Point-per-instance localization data
Content starts
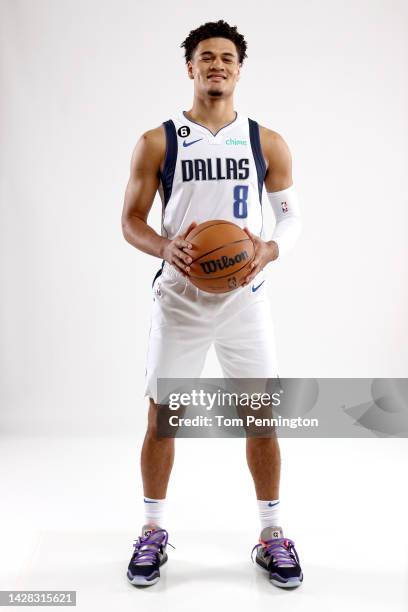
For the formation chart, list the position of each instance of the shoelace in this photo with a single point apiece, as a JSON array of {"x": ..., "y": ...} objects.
[
  {"x": 147, "y": 547},
  {"x": 281, "y": 549}
]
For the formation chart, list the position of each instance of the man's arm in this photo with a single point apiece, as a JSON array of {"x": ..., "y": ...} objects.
[
  {"x": 141, "y": 189},
  {"x": 281, "y": 194},
  {"x": 278, "y": 160}
]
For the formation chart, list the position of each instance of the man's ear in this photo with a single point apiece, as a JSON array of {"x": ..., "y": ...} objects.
[{"x": 190, "y": 70}]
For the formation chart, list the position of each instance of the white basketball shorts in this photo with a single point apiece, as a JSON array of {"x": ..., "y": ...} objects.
[{"x": 186, "y": 321}]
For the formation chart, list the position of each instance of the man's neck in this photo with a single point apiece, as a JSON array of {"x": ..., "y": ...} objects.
[{"x": 212, "y": 114}]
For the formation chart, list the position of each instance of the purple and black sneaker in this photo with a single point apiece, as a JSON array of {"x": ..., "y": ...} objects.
[
  {"x": 149, "y": 555},
  {"x": 277, "y": 555}
]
Content ends
# [YOUR OBJECTIVE]
When you reach the line containing "of the purple" in the data above, retype it and each line after it through the final one, exactly as written.

# [TASK ANSWER]
For the formation chart, list the position of each instance of the purple and black sneaker in this photo with a single point apiece, as a JSON array of {"x": ..., "y": ...} objects.
[
  {"x": 149, "y": 555},
  {"x": 277, "y": 555}
]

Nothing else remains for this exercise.